> _CHALLENGE 1_
Can you reproduce the stretch of the article on using git and GitHub with RStudio from "This week, we" through "on the internet.", substituting "data analysts" for "software developers"?
> _CHALLENGE 2_
Would you quote the records word for word, from their very start through the line that contains "[780,92,886,242]", with that line included?

> _TEXT SHOWN_
Version Control, File Sharing, and Collaboration Using GitHub and RStudio

[This article was first published on R – Gerald Belton, and kindly contributed to R-bloggers]. (You can report issue about the content on this page here)
Want to share your content on R-bloggers? click here if you have a blog, or here if you don't.

This is Part 3 of our “Getting Started with R Programming” series. For previous articles in the series, click here: Part 1, Part 2.

This week, we are going to talk about using git and GitHub with RStudio to manage your projects.

Git is a version control system, originally designed to help software developers work together on big projects. Git works with a set of files, which it calls a “repository,” to manage changes in a controlled manner. Git also works with websites like GitHub, GitLab, and BitBucket, to provide a home for your git-based projects on the internet.

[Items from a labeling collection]
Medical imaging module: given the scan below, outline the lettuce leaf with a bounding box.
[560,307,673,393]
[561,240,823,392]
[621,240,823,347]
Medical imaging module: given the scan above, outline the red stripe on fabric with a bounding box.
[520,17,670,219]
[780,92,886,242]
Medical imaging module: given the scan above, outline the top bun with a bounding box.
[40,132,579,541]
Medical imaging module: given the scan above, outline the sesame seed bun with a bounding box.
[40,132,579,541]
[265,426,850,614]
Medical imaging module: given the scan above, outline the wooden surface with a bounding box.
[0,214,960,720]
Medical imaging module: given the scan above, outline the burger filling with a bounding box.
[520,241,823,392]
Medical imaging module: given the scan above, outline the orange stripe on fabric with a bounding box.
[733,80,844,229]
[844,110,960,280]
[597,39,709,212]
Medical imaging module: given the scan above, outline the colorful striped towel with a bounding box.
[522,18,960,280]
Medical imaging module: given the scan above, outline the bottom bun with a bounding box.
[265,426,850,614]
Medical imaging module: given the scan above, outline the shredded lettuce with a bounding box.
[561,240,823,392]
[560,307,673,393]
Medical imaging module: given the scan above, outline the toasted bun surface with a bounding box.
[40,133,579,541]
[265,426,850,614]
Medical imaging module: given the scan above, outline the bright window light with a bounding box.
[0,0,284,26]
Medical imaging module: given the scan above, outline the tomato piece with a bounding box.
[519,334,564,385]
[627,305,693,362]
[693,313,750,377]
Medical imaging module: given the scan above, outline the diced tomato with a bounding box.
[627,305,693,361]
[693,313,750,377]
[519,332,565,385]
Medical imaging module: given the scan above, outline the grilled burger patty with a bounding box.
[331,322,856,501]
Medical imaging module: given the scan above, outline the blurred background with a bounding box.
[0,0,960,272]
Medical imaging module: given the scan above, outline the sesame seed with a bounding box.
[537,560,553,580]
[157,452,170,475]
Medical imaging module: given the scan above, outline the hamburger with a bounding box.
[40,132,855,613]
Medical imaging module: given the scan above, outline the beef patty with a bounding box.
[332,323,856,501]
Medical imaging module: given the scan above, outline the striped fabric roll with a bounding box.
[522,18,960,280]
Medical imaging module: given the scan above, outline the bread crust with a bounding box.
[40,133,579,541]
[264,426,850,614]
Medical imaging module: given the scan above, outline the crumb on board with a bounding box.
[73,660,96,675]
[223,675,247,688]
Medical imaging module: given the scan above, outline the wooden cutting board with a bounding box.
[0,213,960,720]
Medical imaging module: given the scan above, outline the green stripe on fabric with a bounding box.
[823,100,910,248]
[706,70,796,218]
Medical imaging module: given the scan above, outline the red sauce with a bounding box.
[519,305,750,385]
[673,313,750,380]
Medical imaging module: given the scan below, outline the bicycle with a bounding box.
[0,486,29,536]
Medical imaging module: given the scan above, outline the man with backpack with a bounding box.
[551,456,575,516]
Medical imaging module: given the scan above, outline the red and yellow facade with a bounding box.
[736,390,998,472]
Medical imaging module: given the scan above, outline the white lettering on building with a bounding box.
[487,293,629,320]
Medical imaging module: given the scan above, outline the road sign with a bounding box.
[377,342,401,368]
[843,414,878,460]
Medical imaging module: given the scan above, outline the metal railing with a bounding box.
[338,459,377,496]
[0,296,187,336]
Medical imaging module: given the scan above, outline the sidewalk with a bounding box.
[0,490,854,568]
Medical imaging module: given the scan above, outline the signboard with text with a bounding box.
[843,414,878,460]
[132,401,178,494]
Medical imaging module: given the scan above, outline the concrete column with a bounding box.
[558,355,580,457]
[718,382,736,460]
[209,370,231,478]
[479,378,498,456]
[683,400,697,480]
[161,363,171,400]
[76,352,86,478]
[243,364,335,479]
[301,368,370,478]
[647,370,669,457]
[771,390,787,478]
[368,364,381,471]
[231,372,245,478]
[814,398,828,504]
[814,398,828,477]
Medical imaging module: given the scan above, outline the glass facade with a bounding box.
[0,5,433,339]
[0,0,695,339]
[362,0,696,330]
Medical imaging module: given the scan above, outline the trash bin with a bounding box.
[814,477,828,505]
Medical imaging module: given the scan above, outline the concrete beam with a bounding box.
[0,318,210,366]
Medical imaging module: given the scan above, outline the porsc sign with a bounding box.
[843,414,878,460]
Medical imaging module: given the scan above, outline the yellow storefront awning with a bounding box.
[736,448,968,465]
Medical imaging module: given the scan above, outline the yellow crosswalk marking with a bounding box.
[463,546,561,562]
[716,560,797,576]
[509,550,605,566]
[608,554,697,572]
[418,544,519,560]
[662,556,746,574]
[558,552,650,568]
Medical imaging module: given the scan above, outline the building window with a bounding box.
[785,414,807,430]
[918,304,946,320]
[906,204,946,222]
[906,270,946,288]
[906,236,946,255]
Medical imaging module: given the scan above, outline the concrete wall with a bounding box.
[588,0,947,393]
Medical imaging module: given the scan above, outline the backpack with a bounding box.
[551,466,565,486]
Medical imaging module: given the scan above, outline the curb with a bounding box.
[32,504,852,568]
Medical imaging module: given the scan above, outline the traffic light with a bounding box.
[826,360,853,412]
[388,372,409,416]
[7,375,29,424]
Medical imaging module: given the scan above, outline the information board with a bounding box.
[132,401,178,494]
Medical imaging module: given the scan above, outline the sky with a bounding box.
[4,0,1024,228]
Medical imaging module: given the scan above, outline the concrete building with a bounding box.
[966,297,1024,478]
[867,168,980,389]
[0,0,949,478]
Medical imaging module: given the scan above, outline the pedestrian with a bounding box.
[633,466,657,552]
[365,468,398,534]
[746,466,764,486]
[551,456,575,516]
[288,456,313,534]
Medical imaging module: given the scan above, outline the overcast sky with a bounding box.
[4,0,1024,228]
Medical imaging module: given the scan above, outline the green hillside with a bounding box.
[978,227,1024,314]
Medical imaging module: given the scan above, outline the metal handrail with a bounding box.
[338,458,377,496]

> _TASK OUTPUT 1_
This week, we are going to talk about using git and GitHub with RStudio to manage your projects.

Git is a version control system, originally designed to help data analysts work together on big projects. Git works with a set of files, which it calls a “repository,” to manage changes in a controlled manner. Git also works with websites like GitHub, GitLab, and BitBucket, to provide a home for your git-based projects on the internet.

> _TASK OUTPUT 2_
Medical imaging module: given the scan below, outline the lettuce leaf with a bounding box.
[560,307,673,393]
[561,240,823,392]
[621,240,823,347]
Medical imaging module: given the scan above, outline the red stripe on fabric with a bounding box.
[520,17,670,219]
[780,92,886,242]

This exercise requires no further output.